_PROBLEM DETAILS_
Pick out and copy every line in the items below that contains the word "nose".

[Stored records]
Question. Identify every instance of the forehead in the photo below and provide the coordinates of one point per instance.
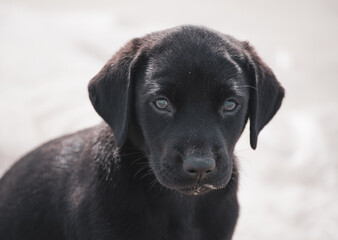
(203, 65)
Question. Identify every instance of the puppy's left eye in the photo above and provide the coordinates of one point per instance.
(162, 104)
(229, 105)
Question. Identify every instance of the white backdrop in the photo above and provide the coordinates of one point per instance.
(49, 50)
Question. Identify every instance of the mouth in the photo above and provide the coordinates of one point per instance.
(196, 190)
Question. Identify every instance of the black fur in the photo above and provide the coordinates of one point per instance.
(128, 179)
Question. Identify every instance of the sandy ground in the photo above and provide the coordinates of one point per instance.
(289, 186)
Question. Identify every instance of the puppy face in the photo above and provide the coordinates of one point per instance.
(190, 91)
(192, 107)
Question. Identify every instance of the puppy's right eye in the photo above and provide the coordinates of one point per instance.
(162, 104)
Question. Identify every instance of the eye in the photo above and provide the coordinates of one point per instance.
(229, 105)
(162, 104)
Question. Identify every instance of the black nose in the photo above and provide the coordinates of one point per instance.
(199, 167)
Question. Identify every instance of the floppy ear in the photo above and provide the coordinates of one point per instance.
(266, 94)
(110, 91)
---
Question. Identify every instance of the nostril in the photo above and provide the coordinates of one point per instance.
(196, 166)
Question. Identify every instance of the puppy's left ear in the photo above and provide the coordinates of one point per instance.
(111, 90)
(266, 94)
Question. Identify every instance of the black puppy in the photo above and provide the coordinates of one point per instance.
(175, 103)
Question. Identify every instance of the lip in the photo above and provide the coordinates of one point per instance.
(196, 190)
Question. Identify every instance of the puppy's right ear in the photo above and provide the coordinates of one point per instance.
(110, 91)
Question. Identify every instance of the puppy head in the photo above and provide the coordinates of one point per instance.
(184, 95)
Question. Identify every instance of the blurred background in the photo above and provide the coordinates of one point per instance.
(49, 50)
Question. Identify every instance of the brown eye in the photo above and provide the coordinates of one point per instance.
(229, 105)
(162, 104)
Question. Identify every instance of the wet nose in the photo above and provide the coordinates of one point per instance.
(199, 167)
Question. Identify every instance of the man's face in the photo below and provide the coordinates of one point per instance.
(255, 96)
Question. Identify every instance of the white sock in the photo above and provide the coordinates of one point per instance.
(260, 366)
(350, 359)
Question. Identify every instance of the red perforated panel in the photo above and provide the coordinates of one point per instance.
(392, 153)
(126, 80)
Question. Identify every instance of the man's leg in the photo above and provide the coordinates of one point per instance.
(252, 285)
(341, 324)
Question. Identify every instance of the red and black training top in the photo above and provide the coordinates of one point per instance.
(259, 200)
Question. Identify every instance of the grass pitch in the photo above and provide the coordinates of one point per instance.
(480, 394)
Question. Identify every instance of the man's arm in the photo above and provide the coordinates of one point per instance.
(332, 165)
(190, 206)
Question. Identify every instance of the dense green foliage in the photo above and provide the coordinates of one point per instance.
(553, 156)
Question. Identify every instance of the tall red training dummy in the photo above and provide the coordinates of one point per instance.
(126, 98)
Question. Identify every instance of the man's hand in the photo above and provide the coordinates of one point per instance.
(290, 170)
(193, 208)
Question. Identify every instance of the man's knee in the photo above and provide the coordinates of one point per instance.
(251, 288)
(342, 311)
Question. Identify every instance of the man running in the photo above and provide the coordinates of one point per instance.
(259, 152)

_REPLY TO THE EXERCISE_
Question. Identify every instance of the black nose in the photo above and provide the coordinates of one point per instance.
Question. Identify every instance of the wet nose in the photo above and provide the coordinates of one point per instance.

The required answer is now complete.